Copy every line of the entries that includes the word "below".

> _Data extract_:
____________

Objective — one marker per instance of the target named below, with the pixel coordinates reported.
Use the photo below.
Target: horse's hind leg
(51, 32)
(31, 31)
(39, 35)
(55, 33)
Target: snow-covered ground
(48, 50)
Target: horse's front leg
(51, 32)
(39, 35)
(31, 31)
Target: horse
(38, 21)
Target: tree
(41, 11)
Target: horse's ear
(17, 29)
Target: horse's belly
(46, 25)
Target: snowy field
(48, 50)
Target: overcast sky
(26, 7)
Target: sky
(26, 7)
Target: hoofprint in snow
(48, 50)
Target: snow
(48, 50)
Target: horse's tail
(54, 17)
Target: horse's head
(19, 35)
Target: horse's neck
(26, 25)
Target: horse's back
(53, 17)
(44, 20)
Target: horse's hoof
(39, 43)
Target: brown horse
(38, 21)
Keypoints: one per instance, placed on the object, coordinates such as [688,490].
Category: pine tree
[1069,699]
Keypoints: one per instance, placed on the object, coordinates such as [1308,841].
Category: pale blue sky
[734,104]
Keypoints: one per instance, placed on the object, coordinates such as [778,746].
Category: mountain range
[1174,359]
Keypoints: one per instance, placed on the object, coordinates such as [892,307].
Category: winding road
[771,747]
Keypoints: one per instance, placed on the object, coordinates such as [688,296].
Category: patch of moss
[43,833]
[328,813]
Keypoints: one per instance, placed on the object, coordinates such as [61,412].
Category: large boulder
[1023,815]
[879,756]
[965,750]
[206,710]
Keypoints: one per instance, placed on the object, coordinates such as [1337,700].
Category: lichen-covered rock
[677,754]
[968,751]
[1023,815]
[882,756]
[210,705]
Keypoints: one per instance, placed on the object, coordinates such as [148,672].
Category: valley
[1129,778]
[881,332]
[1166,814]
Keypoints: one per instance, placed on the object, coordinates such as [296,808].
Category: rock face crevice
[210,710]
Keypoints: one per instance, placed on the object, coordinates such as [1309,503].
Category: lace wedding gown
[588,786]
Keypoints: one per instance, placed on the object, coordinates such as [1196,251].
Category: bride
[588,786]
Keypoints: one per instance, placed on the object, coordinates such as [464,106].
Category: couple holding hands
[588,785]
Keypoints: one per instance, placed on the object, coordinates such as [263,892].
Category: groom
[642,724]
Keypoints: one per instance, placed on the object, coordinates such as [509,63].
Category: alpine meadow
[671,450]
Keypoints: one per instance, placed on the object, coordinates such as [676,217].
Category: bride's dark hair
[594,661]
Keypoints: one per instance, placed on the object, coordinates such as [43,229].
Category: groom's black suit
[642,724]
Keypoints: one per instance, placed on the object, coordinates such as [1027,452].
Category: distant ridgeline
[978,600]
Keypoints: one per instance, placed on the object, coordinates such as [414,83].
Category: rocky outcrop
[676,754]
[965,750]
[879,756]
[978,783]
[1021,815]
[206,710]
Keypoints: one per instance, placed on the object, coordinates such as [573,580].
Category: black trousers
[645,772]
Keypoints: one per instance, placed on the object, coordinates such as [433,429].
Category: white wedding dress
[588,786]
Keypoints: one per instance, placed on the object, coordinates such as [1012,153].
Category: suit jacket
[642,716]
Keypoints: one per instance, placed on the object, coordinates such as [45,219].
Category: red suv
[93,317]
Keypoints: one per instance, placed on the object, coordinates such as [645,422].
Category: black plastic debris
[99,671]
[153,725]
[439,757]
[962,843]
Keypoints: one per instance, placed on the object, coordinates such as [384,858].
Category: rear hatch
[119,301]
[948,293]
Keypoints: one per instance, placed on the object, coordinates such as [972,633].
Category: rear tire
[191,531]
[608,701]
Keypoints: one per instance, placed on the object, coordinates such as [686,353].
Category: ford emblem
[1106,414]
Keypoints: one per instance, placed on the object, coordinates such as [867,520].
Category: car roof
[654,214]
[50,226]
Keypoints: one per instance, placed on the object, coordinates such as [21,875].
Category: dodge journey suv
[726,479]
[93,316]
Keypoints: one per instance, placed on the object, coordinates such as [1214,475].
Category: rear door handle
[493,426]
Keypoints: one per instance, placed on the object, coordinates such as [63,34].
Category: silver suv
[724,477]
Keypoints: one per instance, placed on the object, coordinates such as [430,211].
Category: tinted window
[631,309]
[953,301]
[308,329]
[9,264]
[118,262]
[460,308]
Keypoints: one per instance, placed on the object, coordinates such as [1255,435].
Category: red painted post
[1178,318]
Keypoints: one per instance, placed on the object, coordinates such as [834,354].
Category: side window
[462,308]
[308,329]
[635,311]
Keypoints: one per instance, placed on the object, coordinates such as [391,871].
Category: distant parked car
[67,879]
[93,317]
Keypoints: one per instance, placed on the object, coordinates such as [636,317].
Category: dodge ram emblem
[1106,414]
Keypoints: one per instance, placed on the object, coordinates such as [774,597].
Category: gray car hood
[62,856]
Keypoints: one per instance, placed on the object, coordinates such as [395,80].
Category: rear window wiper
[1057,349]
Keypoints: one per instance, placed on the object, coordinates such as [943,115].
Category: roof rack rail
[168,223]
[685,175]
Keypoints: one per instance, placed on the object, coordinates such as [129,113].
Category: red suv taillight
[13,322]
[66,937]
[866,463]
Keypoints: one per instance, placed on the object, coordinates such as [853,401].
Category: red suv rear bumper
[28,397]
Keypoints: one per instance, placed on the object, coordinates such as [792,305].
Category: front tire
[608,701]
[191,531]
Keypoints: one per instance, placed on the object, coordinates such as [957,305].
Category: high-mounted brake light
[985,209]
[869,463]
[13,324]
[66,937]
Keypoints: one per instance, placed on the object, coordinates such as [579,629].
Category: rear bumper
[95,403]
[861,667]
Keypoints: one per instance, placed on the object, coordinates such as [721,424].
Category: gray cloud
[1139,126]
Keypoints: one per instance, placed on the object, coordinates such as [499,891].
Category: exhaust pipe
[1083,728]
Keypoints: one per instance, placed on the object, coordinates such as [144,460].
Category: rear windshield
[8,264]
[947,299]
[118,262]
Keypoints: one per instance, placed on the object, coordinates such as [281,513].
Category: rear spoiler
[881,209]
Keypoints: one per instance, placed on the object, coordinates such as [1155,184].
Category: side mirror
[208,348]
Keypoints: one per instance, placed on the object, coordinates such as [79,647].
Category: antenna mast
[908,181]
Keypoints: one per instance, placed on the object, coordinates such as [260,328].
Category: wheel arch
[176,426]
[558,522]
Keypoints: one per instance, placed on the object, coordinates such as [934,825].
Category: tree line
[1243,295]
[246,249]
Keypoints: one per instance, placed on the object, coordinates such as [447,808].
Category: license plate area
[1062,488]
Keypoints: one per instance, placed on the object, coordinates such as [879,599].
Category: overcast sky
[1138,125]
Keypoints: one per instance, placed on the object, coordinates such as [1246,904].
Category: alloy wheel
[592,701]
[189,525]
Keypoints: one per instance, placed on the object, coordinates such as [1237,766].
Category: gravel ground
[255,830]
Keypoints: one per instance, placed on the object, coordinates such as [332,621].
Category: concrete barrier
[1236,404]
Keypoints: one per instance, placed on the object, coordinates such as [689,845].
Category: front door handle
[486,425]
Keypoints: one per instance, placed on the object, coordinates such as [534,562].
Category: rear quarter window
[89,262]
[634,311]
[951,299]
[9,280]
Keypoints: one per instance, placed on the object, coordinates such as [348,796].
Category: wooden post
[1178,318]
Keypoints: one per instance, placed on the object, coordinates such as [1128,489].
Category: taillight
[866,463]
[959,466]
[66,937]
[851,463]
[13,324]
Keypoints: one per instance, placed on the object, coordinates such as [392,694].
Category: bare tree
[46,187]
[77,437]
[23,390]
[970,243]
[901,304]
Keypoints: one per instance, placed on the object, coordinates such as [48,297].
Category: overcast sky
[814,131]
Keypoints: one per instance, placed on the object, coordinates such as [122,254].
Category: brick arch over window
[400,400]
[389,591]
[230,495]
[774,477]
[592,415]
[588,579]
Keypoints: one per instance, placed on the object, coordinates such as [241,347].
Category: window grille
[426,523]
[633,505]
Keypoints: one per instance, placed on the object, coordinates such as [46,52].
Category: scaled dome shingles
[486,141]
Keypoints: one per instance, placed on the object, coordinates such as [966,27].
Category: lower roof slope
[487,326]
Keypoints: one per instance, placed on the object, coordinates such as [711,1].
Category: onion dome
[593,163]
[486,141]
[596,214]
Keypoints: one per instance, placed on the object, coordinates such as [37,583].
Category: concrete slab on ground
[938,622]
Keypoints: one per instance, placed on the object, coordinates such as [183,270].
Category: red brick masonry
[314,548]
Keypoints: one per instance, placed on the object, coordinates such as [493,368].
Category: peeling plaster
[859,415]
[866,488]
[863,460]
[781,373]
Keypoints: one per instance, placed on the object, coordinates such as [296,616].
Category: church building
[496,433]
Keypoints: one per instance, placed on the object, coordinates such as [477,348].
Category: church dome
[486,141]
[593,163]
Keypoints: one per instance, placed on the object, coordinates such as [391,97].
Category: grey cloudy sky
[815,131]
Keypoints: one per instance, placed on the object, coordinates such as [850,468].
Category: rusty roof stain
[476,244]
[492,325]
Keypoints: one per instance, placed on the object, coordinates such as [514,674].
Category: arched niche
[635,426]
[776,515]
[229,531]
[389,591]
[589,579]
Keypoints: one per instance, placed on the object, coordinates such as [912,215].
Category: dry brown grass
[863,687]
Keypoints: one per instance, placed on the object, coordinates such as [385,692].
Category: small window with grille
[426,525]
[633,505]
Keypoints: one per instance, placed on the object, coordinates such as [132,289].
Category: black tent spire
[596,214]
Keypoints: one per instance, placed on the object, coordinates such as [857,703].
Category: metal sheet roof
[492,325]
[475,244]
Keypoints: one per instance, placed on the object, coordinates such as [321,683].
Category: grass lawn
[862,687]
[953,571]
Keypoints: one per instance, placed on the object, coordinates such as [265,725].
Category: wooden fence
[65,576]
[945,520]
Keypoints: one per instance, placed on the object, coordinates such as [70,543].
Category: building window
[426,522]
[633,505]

____________

> _Result_:
Objective — one marker per instance of the target named below, with the pixel coordinates reported.
Use the photo below.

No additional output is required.